Data supplied:
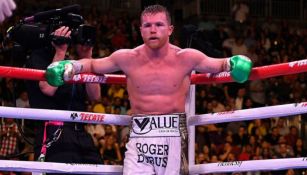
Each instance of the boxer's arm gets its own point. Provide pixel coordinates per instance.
(238, 65)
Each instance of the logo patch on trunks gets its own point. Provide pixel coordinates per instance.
(155, 126)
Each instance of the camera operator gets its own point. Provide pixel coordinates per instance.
(71, 143)
(6, 8)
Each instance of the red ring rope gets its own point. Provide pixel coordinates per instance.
(223, 77)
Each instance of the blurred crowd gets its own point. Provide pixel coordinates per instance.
(264, 41)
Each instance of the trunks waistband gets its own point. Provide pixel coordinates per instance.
(166, 125)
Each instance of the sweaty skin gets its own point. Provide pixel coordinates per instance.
(158, 73)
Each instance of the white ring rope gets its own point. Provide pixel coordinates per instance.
(228, 116)
(49, 167)
(249, 114)
(66, 116)
(221, 167)
(250, 165)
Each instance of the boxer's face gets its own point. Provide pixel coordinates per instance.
(84, 51)
(155, 30)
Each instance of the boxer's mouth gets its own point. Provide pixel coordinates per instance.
(153, 38)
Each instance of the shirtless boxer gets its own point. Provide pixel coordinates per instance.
(158, 79)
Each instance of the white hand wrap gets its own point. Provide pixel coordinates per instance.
(227, 66)
(72, 69)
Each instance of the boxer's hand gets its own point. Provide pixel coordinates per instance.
(6, 8)
(59, 72)
(240, 68)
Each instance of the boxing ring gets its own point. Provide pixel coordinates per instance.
(294, 67)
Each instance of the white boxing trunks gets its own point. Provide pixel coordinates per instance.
(158, 144)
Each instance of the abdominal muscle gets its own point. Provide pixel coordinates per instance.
(157, 104)
(147, 102)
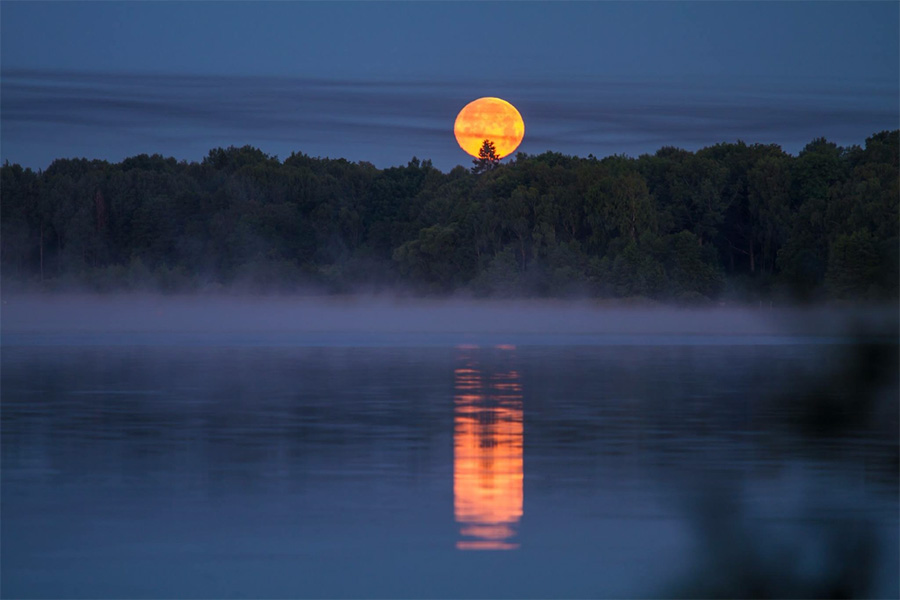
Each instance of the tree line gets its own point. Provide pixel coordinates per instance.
(733, 221)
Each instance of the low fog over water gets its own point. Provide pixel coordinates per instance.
(384, 447)
(431, 321)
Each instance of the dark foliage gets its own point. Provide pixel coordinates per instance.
(732, 221)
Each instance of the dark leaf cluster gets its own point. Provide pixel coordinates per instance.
(731, 222)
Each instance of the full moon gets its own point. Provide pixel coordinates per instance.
(489, 119)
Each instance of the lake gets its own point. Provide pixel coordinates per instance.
(375, 455)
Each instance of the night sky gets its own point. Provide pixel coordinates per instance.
(383, 82)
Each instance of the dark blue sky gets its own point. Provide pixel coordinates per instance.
(383, 81)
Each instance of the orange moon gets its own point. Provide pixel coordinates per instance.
(489, 119)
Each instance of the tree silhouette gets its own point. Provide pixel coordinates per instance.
(487, 158)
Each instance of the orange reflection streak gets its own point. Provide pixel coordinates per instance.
(487, 458)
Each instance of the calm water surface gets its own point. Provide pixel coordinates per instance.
(512, 468)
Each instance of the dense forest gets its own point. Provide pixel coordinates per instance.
(730, 222)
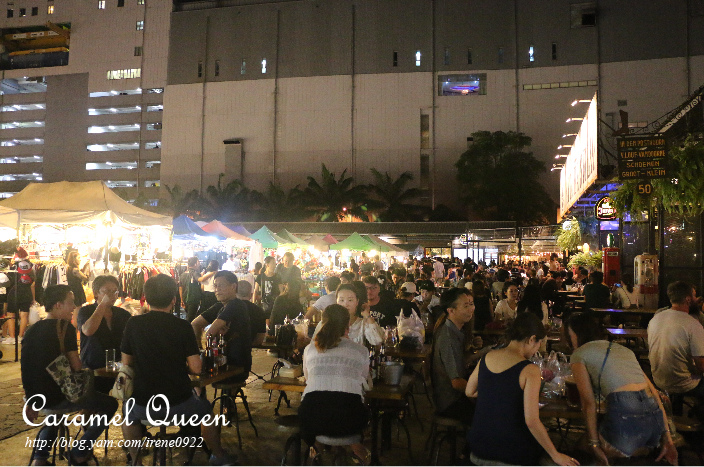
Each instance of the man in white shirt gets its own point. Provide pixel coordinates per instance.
(676, 342)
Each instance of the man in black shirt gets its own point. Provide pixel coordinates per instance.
(230, 319)
(163, 350)
(40, 347)
(102, 325)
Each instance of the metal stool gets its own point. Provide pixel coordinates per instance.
(229, 392)
(445, 428)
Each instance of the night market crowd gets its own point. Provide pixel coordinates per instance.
(493, 388)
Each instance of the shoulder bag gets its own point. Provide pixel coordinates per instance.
(75, 385)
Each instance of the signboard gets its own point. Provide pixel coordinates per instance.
(642, 157)
(580, 169)
(604, 209)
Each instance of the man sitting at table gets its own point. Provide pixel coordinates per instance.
(230, 319)
(102, 325)
(163, 350)
(449, 374)
(676, 343)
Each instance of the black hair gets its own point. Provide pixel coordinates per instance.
(228, 275)
(55, 294)
(100, 281)
(524, 327)
(585, 327)
(160, 291)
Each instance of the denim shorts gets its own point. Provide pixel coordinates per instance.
(633, 420)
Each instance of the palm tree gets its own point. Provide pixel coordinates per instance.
(332, 199)
(393, 198)
(277, 205)
(232, 202)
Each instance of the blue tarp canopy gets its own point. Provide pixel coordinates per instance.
(185, 229)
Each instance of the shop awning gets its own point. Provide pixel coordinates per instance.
(218, 228)
(185, 229)
(268, 239)
(78, 203)
(354, 242)
(288, 236)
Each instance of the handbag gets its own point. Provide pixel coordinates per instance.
(75, 385)
(124, 383)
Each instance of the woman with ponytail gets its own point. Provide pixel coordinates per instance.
(336, 371)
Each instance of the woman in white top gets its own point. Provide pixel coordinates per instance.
(507, 308)
(337, 372)
(362, 325)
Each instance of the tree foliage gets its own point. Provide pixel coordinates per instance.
(682, 192)
(501, 181)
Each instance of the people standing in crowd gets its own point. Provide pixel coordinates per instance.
(337, 372)
(101, 325)
(507, 308)
(206, 280)
(596, 293)
(266, 286)
(531, 302)
(77, 276)
(190, 289)
(163, 350)
(507, 387)
(231, 319)
(635, 419)
(20, 294)
(315, 311)
(676, 343)
(286, 305)
(44, 342)
(448, 371)
(287, 271)
(483, 308)
(363, 328)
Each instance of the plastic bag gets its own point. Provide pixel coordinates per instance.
(35, 312)
(410, 327)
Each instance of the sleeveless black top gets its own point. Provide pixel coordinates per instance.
(499, 431)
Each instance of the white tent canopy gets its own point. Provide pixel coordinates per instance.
(77, 203)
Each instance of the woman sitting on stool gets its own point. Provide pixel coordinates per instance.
(336, 371)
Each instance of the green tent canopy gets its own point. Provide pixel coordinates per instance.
(290, 238)
(355, 242)
(269, 239)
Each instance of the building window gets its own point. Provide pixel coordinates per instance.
(583, 15)
(462, 85)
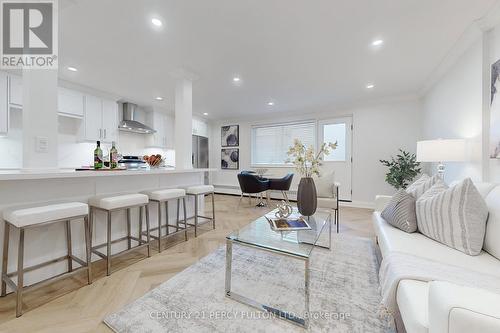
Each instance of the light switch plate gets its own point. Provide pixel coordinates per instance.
(41, 144)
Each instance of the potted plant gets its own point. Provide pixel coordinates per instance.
(402, 169)
(307, 164)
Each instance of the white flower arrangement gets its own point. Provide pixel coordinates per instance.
(305, 161)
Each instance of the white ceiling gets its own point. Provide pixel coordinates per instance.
(301, 54)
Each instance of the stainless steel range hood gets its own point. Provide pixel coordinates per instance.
(129, 124)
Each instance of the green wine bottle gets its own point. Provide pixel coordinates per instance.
(98, 156)
(113, 156)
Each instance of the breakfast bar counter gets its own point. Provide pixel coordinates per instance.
(47, 242)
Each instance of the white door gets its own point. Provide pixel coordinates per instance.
(340, 160)
(109, 120)
(93, 118)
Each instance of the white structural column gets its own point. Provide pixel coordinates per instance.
(183, 124)
(40, 119)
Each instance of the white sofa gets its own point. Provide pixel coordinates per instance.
(440, 306)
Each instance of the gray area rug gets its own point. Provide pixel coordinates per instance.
(344, 294)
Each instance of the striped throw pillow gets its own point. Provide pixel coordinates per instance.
(400, 212)
(454, 216)
(420, 186)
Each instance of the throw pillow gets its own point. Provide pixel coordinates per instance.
(325, 185)
(400, 212)
(421, 185)
(455, 216)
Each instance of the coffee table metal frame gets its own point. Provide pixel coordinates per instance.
(302, 322)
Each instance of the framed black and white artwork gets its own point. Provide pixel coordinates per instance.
(230, 159)
(230, 135)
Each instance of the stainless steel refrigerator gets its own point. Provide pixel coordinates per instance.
(200, 154)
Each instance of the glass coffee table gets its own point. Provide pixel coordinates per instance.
(296, 244)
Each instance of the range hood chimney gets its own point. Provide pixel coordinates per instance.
(129, 124)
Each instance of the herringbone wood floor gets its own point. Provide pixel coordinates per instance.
(70, 305)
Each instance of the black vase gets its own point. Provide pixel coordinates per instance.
(307, 201)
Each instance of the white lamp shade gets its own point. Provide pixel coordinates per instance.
(441, 150)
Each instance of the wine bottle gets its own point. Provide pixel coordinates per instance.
(113, 156)
(98, 156)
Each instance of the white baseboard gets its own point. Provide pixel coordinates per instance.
(235, 190)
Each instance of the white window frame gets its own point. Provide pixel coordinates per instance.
(278, 165)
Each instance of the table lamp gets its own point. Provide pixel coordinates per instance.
(441, 150)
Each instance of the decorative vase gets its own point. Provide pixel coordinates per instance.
(306, 197)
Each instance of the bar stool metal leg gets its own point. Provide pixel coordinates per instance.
(129, 240)
(69, 246)
(108, 254)
(148, 237)
(185, 217)
(195, 216)
(159, 226)
(5, 256)
(213, 209)
(88, 249)
(20, 275)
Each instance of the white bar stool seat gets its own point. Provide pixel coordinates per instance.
(120, 201)
(30, 217)
(114, 202)
(24, 217)
(164, 196)
(197, 191)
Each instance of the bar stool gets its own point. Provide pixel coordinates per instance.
(196, 191)
(164, 196)
(113, 203)
(30, 217)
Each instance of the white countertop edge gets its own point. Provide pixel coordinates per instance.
(71, 173)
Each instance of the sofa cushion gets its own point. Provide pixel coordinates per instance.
(393, 239)
(400, 212)
(492, 236)
(421, 185)
(455, 216)
(412, 297)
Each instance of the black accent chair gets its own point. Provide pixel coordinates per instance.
(281, 184)
(252, 184)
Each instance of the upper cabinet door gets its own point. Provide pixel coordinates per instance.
(109, 120)
(4, 104)
(93, 119)
(15, 91)
(70, 103)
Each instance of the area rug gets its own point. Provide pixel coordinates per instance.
(344, 294)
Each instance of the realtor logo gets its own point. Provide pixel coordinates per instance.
(29, 34)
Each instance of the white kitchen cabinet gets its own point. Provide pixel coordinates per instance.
(15, 91)
(70, 103)
(200, 127)
(101, 119)
(109, 120)
(4, 104)
(170, 132)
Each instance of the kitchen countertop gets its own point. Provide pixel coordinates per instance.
(71, 173)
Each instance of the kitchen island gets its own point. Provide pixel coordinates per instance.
(19, 187)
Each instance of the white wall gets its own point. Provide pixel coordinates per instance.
(452, 108)
(380, 130)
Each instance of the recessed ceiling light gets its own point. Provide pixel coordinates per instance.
(157, 22)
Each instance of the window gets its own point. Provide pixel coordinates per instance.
(270, 143)
(335, 133)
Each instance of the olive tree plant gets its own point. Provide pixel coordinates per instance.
(402, 169)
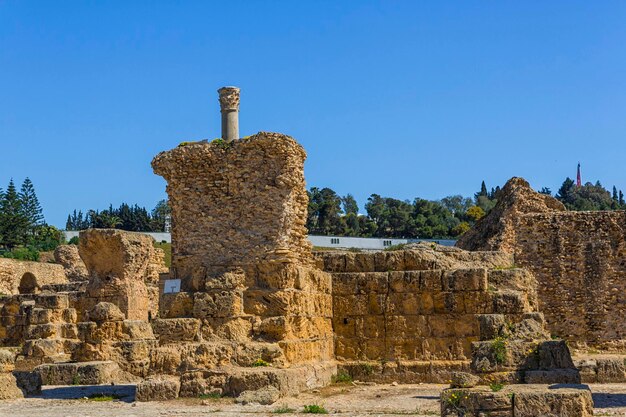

What you will do:
Please list each line of the data above that contains the word "table".

Exercise response:
Each instance of the man sitting at table gets its own point. Provide pixel coordinates per instance.
Each instance of the coffee table metal frame gets its own point. Provide pixel coordinates per instance.
Each instance of the glass coffee table gets its own point. Provide pixel coordinates per instance.
Each instance of the table lamp gets its own point. Provide pixel coordinates per instance.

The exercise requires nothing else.